Coordinate labeling data:
════════

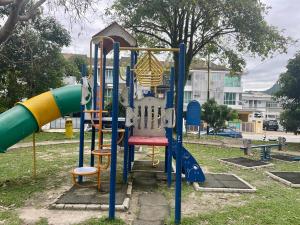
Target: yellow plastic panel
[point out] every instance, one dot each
(43, 107)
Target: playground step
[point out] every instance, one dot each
(154, 209)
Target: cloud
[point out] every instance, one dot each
(260, 75)
(263, 74)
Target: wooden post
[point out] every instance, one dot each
(34, 156)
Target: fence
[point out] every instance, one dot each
(60, 123)
(248, 127)
(243, 126)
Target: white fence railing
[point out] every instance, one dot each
(60, 123)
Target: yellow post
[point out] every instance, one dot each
(34, 155)
(69, 128)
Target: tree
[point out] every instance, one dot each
(31, 61)
(20, 12)
(289, 95)
(215, 115)
(75, 65)
(231, 26)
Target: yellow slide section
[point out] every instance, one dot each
(43, 107)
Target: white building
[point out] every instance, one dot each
(260, 105)
(224, 88)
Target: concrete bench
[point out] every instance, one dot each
(265, 149)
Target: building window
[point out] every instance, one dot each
(272, 105)
(229, 98)
(215, 77)
(232, 81)
(107, 96)
(108, 76)
(187, 97)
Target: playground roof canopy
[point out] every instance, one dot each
(118, 34)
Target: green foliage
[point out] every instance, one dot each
(216, 115)
(122, 109)
(289, 95)
(226, 28)
(31, 61)
(74, 66)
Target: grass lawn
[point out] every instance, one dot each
(273, 203)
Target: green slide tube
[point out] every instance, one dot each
(19, 122)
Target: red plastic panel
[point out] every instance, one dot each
(152, 141)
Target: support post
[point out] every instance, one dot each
(114, 137)
(95, 72)
(170, 96)
(81, 138)
(126, 136)
(103, 85)
(34, 155)
(179, 133)
(131, 97)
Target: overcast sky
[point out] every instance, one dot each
(260, 75)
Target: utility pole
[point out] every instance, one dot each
(208, 78)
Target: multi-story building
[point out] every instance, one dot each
(260, 105)
(223, 87)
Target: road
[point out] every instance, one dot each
(290, 137)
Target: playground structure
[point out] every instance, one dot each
(149, 121)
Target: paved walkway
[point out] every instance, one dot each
(154, 209)
(153, 206)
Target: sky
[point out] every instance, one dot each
(259, 75)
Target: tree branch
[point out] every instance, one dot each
(5, 2)
(32, 11)
(137, 30)
(11, 21)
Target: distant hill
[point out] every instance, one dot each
(272, 90)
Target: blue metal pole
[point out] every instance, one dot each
(170, 97)
(103, 85)
(126, 136)
(179, 133)
(131, 104)
(95, 72)
(114, 137)
(81, 138)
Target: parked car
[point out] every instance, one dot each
(270, 125)
(227, 132)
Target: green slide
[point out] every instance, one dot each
(27, 117)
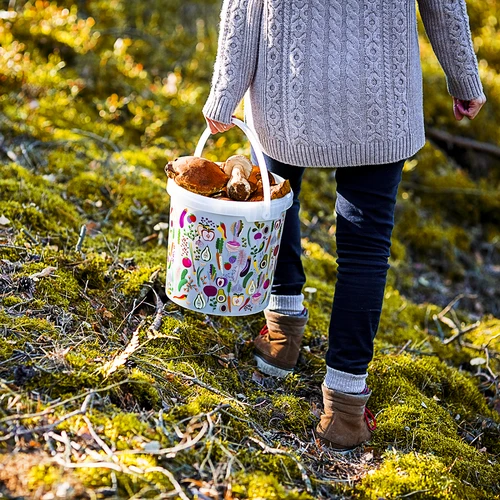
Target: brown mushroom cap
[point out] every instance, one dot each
(256, 178)
(198, 175)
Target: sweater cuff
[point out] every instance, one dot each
(219, 109)
(465, 88)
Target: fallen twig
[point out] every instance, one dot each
(276, 451)
(459, 333)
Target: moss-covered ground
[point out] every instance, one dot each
(108, 390)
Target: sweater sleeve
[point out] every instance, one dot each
(236, 57)
(447, 25)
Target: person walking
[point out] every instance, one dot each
(337, 84)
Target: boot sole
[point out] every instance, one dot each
(269, 369)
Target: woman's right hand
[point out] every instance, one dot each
(216, 127)
(469, 109)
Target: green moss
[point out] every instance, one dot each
(35, 203)
(43, 476)
(412, 474)
(259, 486)
(420, 404)
(291, 414)
(11, 300)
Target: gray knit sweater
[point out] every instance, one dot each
(337, 82)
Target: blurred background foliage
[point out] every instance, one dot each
(95, 97)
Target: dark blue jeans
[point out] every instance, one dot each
(366, 197)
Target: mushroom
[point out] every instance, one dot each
(197, 174)
(239, 168)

════════

> _Objective_
Reproduce only the rows from the line with "Target: woman's right hand" through the final row, keeping the requests, and rescale every coordinate in the answers by 0.25. Round each scaled coordinate to a whole number, rounding halves up.

> _Answer to the exercise_
Target: woman's right hand
[point out] every instance, one dot each
(54, 32)
(117, 27)
Target: green moss
[point out] every instance, one dot each
(9, 51)
(11, 119)
(103, 119)
(65, 122)
(105, 101)
(73, 104)
(3, 75)
Target: gray knit sweater
[point out] every instance, one dot each
(84, 21)
Target: blurred background foliage
[point out] every instance, one dot each
(24, 24)
Target: dark blue jeans
[point out] every instance, one dot each
(92, 49)
Target: mushroom
[point out] every instance, one dot each
(49, 44)
(60, 42)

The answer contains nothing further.